AIM
In the stretch from the line containing "Find the tree branch" through the line containing "[(368, 463)]", change every "photo" to "image" and reproduce those lines with nothing else altered. Leave the pictures out of the answer.

Point placement records
+ + + + +
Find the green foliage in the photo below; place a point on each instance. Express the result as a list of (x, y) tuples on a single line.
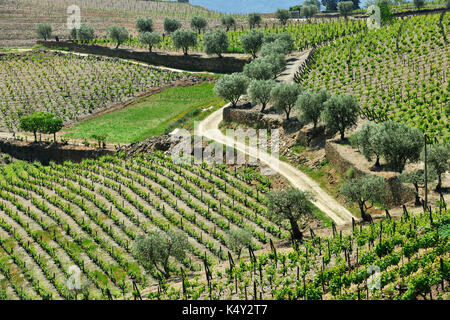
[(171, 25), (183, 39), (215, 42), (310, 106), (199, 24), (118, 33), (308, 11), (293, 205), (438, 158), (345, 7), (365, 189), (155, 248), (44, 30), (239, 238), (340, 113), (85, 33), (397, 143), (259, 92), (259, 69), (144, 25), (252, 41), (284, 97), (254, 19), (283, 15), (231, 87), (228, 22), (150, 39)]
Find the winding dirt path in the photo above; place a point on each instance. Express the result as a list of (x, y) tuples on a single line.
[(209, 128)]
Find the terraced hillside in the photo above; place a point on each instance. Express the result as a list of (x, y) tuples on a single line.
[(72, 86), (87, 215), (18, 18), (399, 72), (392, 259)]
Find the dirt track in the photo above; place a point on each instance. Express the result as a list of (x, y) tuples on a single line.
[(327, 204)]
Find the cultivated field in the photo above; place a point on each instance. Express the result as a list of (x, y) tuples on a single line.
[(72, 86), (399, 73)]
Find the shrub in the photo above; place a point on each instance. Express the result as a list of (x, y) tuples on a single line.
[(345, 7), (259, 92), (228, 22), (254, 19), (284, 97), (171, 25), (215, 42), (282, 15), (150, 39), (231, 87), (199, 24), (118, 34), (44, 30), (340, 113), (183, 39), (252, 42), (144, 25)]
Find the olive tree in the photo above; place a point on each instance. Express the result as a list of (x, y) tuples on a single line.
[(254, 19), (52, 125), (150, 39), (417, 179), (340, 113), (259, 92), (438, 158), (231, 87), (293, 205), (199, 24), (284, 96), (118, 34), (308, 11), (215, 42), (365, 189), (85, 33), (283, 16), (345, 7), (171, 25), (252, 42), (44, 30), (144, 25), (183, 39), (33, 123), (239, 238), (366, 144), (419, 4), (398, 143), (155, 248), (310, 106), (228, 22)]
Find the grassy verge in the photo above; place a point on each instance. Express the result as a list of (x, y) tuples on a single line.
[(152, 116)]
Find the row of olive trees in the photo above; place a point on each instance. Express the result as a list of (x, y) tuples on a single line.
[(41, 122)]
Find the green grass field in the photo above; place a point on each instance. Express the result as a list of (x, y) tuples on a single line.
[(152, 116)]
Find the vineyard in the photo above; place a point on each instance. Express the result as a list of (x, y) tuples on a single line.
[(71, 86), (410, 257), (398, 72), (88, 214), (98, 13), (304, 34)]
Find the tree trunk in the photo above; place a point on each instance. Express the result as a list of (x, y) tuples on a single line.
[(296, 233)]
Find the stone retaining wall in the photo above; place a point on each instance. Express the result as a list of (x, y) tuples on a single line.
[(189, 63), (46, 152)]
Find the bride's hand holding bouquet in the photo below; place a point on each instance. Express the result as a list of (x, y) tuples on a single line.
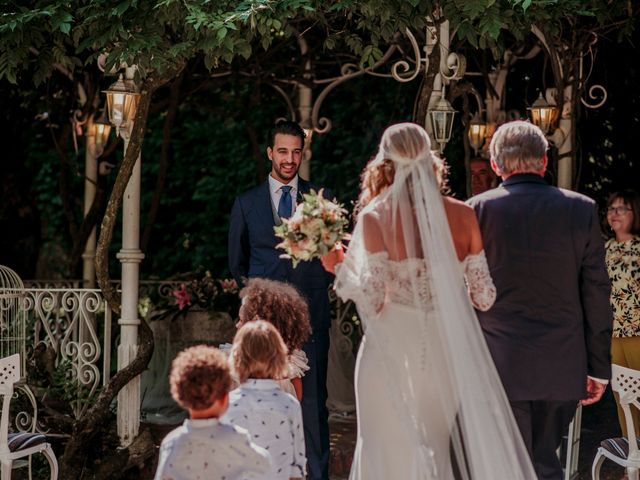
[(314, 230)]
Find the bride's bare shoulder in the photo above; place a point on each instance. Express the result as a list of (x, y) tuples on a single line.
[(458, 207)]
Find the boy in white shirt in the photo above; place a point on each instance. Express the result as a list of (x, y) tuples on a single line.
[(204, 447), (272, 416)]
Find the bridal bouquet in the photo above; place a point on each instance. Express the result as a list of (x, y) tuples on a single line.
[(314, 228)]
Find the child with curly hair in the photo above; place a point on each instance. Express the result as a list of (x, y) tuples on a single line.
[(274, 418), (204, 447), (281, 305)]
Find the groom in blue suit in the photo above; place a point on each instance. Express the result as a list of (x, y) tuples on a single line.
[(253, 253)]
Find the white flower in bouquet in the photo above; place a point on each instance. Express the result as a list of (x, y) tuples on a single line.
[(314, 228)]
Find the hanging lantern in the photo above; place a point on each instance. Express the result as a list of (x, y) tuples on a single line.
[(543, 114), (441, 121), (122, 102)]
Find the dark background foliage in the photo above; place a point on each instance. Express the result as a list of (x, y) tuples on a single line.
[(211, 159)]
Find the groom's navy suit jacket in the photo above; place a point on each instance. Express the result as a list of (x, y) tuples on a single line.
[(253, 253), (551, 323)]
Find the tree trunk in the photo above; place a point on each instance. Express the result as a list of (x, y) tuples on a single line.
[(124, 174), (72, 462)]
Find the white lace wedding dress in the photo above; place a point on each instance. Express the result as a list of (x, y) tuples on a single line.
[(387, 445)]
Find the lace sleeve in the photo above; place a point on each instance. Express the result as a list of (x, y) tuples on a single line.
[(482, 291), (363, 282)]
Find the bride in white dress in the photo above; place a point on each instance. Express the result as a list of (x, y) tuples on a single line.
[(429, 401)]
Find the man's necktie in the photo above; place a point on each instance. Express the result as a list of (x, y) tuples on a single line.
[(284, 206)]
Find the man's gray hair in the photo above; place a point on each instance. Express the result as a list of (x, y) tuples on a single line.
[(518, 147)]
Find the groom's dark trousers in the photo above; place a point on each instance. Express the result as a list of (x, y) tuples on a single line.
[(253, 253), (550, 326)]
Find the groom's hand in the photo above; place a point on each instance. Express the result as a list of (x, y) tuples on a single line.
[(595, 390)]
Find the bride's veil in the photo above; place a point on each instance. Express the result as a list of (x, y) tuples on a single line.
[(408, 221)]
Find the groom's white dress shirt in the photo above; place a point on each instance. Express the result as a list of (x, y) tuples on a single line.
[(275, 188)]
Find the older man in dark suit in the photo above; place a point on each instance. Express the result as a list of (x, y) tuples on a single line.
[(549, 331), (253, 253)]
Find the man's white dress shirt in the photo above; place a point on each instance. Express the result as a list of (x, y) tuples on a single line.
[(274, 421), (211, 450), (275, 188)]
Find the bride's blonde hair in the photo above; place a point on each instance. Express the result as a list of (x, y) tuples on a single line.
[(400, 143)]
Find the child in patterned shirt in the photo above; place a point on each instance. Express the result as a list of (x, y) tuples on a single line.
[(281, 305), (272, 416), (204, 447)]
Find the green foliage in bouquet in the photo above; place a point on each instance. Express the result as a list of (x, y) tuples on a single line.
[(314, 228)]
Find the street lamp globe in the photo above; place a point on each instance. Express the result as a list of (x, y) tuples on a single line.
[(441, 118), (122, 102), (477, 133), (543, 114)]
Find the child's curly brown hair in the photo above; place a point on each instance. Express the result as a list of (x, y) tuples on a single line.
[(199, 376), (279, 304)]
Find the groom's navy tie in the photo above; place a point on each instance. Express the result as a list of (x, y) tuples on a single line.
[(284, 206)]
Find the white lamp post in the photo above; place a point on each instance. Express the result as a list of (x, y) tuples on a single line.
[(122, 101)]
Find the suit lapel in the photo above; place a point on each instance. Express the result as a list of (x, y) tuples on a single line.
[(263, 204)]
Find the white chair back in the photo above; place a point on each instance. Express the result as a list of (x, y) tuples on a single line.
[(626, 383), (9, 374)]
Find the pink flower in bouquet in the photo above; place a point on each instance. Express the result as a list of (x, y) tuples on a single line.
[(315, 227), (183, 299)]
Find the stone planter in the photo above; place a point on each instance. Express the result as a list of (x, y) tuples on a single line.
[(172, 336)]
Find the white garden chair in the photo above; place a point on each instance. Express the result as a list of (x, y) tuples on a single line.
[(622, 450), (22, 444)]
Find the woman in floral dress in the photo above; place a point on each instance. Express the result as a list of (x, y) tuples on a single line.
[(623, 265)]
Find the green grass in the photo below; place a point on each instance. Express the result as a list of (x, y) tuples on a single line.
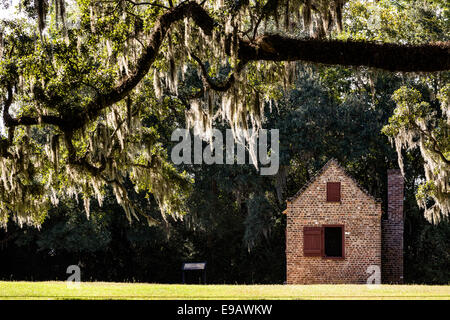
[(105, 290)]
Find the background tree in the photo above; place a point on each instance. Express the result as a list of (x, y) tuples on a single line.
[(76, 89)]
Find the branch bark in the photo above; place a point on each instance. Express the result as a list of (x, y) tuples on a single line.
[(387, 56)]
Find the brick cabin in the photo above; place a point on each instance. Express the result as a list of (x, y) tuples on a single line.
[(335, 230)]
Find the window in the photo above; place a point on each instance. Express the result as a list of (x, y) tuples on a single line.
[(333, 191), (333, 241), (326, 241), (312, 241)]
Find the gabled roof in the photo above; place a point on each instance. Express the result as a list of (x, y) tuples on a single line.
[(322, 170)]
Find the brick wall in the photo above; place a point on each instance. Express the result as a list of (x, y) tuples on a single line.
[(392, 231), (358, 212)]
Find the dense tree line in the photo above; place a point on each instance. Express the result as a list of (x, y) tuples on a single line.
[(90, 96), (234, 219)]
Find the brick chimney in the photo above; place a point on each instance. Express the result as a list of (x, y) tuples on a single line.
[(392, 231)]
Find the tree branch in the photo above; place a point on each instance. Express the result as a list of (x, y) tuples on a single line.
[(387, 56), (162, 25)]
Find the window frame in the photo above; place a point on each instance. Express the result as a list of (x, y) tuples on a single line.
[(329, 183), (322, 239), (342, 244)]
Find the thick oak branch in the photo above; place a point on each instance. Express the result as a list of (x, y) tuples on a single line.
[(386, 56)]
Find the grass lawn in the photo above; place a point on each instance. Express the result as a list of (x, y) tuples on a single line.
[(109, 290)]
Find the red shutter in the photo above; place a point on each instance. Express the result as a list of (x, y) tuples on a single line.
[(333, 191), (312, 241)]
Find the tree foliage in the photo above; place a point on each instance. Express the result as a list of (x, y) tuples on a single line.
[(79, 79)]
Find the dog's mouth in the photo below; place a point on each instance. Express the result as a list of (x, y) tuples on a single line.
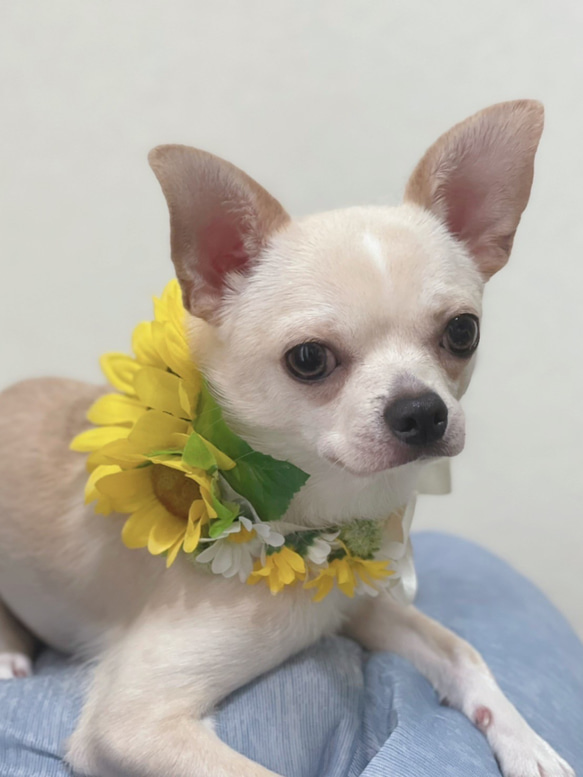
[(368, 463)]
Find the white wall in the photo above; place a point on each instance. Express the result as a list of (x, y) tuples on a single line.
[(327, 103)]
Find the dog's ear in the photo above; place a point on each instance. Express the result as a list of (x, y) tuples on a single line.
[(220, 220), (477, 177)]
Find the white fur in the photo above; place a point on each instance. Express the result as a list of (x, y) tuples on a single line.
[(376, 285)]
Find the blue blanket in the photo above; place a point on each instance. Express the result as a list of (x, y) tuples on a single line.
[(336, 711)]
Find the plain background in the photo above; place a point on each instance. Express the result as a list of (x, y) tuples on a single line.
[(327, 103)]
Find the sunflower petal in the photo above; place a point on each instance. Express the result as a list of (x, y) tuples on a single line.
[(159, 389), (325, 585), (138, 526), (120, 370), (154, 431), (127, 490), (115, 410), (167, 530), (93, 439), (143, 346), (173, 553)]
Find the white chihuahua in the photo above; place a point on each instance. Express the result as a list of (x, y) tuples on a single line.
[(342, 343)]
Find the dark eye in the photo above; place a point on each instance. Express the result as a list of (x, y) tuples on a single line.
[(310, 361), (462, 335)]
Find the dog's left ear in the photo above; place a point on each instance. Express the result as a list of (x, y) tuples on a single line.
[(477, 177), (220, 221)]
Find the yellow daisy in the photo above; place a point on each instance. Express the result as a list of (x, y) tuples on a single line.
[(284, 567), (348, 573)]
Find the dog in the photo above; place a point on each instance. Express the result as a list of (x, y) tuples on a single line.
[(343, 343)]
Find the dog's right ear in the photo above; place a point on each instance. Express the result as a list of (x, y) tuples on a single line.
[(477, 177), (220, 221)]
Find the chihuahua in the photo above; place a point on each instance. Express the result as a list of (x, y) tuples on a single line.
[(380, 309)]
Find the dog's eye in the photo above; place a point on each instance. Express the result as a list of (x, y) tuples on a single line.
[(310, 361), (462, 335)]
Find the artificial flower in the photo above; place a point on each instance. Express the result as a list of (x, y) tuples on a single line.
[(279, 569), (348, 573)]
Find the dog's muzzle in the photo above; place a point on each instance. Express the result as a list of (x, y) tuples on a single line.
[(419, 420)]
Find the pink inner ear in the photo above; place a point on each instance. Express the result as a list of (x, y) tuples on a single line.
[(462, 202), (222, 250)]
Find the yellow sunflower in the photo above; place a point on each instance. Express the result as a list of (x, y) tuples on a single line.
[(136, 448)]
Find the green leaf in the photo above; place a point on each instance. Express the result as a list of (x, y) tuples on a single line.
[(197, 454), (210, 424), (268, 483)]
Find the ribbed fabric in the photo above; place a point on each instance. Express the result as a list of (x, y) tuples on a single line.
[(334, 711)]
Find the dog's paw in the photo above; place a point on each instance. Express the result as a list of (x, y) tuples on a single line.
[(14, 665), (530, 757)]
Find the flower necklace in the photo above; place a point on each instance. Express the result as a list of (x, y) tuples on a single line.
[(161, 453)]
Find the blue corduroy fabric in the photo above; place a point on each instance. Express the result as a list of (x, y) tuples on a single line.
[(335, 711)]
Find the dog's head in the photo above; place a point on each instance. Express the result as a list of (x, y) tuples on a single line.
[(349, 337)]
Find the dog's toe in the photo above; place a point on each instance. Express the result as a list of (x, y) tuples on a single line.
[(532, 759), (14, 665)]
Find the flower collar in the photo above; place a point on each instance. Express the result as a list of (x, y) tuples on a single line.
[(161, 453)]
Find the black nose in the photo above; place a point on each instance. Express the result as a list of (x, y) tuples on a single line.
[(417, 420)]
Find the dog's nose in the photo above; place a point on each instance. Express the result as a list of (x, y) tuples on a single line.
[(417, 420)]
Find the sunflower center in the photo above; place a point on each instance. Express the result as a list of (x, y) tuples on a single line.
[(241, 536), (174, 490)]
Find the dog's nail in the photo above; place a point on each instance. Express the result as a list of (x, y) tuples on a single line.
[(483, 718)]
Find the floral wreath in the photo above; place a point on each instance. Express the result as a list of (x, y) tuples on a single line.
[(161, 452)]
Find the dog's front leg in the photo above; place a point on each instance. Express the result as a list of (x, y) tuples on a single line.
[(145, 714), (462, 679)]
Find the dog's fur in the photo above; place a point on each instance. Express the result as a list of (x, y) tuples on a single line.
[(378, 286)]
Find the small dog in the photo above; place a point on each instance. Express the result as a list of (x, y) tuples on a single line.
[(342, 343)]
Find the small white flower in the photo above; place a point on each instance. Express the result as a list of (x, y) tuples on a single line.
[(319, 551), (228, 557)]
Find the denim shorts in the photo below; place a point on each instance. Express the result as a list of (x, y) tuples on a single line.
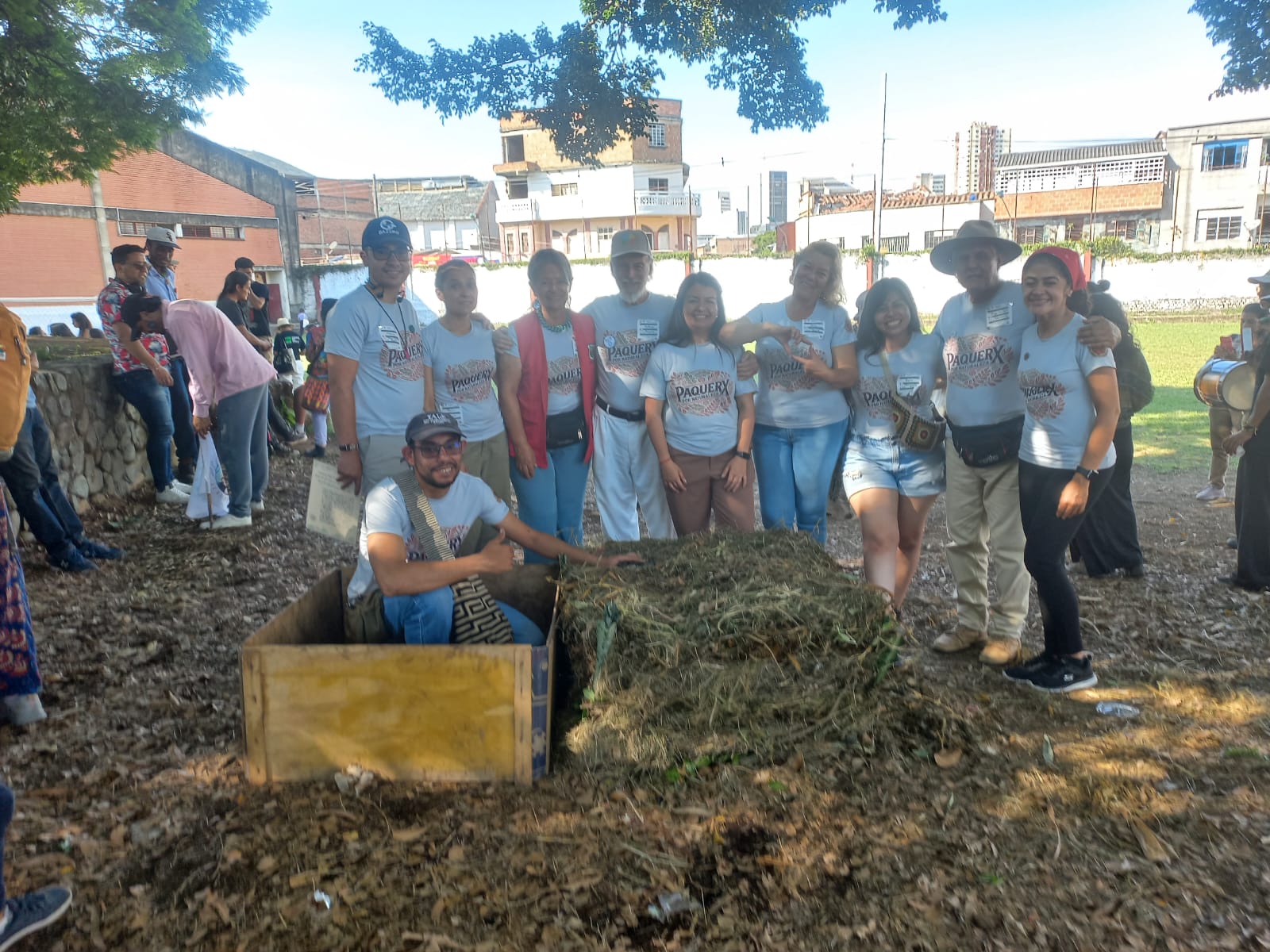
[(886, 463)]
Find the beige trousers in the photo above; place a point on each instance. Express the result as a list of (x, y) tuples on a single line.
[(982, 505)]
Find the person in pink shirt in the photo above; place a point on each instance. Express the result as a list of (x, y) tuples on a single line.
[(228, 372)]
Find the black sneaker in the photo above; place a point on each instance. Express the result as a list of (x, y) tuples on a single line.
+ + + + +
OUTPUT
Find the tree branch in the image above; place a point on each instance. Express the result as a list of (x, y) tuples on a single line.
[(387, 56), (162, 25)]
Find the window frame in the image above; place a point on each instance. Express the result as a list of (x, y) tuples on a single line.
[(329, 183), (322, 239), (342, 244)]
Find the thick oak branch in the image above; place a point on each instance. Express the result as a list of (x, y) tuples on a single line.
[(386, 56)]
Find the grass lawn in the image above; place a point on each instance. Express the result as a list of (x, y) tuples on a single line.
[(109, 290)]
Find the red shutter in the image above; place a point on each instance. Express the result as a list of (x, y) tuples on a single line.
[(333, 191), (312, 241)]
Find the tree foliage in the image above; place a point on each instance. Express the result as a list of (x, y) tuples on a single line.
[(79, 79)]
Find the dog's mouth in the image below; place a point on each instance. Express the result as a list of (x, y) tuples on a single line.
[(368, 463)]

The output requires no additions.